[Start of RECORDED DATA]

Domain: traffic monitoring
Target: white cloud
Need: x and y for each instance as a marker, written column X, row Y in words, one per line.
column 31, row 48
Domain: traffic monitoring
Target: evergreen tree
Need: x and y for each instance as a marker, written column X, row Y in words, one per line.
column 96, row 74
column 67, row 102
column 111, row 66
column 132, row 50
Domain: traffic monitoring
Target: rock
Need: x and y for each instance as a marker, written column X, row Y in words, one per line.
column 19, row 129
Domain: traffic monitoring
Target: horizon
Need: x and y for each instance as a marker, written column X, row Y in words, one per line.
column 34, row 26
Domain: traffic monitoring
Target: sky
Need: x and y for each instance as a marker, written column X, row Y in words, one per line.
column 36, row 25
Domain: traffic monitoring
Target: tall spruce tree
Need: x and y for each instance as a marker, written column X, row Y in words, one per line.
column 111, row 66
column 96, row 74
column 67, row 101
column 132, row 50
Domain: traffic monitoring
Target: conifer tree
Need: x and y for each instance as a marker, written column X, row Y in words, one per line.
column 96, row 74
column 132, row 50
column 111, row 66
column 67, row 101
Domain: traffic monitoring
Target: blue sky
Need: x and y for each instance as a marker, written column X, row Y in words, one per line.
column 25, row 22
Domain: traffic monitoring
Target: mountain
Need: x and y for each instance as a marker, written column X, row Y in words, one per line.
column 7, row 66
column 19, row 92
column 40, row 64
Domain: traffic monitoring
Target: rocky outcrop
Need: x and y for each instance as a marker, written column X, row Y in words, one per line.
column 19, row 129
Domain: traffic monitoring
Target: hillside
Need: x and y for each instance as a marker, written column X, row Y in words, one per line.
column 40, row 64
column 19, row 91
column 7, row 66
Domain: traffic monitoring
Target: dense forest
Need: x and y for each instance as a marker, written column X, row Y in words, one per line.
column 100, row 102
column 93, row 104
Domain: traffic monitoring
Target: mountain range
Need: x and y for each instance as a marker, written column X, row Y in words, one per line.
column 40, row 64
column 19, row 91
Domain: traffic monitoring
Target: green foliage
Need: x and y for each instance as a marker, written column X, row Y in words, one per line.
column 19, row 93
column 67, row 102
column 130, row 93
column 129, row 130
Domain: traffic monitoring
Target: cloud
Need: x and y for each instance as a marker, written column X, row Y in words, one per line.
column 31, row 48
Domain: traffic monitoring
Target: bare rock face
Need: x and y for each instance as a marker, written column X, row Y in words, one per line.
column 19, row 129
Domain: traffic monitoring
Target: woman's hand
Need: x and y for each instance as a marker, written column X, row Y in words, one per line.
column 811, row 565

[End of RECORDED DATA]
[Start of RECORDED DATA]

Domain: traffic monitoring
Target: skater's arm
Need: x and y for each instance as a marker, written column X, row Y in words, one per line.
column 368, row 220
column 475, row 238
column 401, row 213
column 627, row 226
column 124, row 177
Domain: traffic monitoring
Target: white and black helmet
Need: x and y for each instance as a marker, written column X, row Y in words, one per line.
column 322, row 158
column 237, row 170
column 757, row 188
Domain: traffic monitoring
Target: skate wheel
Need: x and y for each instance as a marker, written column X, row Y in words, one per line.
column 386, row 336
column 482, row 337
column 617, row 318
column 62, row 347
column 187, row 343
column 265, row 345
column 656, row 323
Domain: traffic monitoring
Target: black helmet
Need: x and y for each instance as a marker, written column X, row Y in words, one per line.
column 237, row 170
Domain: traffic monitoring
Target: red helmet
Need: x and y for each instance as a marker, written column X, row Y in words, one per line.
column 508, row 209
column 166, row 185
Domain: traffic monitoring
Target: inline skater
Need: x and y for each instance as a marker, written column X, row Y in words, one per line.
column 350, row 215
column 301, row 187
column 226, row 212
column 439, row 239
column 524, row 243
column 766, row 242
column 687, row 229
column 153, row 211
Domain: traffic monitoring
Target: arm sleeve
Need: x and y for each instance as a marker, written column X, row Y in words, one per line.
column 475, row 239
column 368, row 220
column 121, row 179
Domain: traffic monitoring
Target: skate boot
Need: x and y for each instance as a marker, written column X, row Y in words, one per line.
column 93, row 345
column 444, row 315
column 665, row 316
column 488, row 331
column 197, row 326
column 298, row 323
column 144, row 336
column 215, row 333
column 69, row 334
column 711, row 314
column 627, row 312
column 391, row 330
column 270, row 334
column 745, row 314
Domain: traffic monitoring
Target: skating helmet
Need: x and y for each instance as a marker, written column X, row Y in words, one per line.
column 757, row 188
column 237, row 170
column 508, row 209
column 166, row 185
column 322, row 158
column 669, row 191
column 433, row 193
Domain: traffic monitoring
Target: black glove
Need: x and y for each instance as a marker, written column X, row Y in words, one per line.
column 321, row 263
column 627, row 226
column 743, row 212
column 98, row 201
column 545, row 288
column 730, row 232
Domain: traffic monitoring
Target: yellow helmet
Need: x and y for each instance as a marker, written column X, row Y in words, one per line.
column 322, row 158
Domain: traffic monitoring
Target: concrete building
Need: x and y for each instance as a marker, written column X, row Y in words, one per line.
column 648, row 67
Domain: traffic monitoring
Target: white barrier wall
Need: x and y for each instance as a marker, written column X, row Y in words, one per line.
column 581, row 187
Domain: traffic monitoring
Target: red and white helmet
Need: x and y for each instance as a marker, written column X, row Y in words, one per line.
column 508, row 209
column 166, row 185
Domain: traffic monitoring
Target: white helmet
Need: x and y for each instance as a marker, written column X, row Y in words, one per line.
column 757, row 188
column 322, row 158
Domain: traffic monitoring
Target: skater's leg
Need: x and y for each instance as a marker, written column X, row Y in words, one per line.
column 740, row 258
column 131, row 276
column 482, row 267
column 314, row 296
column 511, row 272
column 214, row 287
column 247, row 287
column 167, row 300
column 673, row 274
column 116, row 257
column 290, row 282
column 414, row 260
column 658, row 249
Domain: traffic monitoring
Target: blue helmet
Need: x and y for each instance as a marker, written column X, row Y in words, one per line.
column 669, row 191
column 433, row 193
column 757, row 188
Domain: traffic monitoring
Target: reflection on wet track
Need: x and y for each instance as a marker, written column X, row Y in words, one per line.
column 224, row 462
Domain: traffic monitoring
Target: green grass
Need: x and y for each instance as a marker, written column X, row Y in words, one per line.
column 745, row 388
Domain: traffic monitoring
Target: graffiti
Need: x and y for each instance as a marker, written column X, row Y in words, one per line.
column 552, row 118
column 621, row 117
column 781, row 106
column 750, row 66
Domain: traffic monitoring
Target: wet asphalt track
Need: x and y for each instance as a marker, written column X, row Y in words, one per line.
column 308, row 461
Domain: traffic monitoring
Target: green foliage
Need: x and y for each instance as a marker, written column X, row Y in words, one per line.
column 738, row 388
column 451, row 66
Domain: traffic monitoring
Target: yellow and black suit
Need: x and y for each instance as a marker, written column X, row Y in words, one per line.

[End of RECORDED DATA]
[Start of RECORDED DATA]

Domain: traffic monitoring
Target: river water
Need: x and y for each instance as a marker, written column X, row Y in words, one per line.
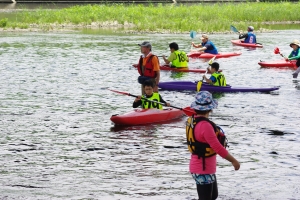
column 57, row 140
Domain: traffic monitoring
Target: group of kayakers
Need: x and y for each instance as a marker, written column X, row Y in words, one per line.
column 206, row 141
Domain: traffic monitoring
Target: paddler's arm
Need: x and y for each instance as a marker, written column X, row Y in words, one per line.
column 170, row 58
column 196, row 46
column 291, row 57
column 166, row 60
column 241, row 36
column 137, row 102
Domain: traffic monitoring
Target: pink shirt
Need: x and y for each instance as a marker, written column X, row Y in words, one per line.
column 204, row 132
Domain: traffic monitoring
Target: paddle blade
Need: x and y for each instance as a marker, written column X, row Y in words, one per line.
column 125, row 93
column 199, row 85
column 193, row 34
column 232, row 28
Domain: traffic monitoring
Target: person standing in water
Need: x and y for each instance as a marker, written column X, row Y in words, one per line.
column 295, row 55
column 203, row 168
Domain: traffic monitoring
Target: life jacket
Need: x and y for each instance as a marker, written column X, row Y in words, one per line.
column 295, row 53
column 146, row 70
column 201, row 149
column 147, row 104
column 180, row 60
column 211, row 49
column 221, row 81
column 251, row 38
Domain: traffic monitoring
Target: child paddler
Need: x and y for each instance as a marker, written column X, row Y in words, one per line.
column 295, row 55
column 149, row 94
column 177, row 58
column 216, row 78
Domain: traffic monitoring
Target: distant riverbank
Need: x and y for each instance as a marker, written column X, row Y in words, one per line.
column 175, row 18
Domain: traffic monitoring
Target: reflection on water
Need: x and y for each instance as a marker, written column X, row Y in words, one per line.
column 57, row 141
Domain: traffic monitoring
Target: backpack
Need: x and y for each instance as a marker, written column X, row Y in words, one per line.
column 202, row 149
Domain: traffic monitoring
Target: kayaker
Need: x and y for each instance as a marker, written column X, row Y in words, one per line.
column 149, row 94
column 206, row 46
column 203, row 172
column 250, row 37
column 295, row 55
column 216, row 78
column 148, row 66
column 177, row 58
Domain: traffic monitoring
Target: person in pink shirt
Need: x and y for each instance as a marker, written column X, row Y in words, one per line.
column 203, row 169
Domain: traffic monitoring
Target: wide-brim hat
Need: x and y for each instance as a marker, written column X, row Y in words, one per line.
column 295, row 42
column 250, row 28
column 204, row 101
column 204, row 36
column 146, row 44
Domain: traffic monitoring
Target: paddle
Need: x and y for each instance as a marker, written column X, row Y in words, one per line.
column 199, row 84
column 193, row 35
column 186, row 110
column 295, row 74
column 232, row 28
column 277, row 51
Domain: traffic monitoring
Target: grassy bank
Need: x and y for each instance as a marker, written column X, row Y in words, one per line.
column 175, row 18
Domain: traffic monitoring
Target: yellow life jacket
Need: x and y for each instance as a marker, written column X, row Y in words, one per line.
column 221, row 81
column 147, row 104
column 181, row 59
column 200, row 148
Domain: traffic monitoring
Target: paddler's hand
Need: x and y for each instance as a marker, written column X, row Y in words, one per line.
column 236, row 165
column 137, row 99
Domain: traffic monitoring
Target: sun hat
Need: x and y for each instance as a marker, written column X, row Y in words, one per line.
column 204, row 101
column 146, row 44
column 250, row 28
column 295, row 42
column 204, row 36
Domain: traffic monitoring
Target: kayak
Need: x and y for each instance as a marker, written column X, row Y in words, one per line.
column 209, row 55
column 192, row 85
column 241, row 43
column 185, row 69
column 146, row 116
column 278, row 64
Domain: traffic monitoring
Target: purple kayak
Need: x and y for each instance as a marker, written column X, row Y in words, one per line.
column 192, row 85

[End of RECORDED DATA]

▶ **WHAT IS EXPECTED**
Identify every line of the records above that contains the word "track" and copy each such line.

▶ **RESULT FOR THIS TASK**
Target: reflection on wet track
Target: wet asphalt track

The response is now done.